YOUR INSTRUCTIONS: Print, exactly as they appear in the listing below, the lines from the line with "Spot the concrete" to the line with "the suv side", with both end lines kept.

DATA UNDER STUDY:
= Beginning of Section =
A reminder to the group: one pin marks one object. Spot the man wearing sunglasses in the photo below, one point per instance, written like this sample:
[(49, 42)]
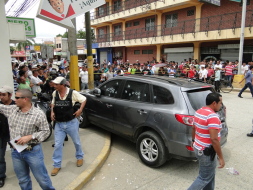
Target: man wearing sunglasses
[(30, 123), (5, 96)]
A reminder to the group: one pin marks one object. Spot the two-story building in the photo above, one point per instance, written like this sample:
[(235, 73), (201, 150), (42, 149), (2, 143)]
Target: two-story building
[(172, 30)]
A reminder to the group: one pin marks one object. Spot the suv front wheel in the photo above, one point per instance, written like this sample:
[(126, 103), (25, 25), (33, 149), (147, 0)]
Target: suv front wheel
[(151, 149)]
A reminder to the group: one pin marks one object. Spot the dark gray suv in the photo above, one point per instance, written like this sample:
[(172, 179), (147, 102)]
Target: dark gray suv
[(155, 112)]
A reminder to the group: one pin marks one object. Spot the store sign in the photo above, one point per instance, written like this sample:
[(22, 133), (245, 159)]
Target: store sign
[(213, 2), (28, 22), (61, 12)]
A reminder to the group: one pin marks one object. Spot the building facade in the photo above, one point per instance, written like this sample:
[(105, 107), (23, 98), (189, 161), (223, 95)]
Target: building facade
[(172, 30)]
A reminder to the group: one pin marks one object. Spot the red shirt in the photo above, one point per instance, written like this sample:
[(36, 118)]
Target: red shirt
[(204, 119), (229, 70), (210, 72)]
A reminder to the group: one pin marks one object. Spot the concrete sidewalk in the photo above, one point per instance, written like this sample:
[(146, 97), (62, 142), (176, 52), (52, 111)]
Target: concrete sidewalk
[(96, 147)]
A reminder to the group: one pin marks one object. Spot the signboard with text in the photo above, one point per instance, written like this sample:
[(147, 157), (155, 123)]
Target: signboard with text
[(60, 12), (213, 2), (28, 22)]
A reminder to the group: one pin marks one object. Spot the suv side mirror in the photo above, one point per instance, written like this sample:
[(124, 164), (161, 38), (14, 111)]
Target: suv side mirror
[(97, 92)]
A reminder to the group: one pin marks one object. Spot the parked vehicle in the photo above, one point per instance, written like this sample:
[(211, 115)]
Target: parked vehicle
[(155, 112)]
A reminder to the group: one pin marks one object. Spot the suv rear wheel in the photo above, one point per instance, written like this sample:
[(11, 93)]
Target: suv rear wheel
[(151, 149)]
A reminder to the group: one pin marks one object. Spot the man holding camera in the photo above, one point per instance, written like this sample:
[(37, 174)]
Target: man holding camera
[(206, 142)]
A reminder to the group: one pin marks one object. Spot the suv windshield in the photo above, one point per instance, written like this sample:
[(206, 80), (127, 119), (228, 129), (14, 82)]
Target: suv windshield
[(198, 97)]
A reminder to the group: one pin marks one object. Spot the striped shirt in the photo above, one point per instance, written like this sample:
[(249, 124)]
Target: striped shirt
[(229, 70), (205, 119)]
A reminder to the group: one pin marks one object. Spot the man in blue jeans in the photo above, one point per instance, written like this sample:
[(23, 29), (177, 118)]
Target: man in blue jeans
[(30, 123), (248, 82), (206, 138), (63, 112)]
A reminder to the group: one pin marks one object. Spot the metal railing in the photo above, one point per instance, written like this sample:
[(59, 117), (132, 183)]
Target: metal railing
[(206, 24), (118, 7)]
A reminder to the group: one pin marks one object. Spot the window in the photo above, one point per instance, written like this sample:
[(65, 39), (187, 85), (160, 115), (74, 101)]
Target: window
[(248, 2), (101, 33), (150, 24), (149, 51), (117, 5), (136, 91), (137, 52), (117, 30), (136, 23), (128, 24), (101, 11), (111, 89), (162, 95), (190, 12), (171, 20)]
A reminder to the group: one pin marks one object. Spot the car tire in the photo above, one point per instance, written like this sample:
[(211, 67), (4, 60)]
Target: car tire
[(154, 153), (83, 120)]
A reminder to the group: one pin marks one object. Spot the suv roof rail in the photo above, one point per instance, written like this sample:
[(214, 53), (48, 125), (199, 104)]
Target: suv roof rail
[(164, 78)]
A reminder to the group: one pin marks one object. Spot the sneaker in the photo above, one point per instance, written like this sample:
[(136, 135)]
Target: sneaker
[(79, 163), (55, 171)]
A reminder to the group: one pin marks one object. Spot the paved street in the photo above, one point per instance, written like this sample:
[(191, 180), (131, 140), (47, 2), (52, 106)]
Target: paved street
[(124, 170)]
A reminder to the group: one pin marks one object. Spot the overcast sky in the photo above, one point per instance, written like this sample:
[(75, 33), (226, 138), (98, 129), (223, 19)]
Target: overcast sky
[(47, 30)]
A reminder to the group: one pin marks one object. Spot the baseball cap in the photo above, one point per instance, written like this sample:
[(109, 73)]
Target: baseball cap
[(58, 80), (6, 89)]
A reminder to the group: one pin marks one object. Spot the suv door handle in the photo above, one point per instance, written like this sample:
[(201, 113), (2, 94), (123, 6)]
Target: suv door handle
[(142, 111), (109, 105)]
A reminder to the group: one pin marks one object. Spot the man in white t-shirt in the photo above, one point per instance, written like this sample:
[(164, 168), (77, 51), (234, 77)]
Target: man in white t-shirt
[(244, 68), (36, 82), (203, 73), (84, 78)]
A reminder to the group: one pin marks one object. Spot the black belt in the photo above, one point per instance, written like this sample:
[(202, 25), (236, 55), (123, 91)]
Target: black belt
= End of Section =
REPLY TO THE EXERCISE:
A reminder to the group: one pin marks one object. Spot the concrete sidewalk in the photo above, one point per instance, written like this sample:
[(146, 97), (62, 142), (176, 52), (52, 111)]
Target: concrete sidewalk
[(96, 147)]
A reminder to the group: one pin marks one object. Spot the signboard with text in the photo above, one point per instance, written like this sample:
[(147, 157), (155, 123)]
Target: signboard with text
[(60, 12), (213, 2), (28, 22)]
A reminder to the group: one pin marks one object. Spot the suv side mirror in the photo above, one point per instance, written like this sample:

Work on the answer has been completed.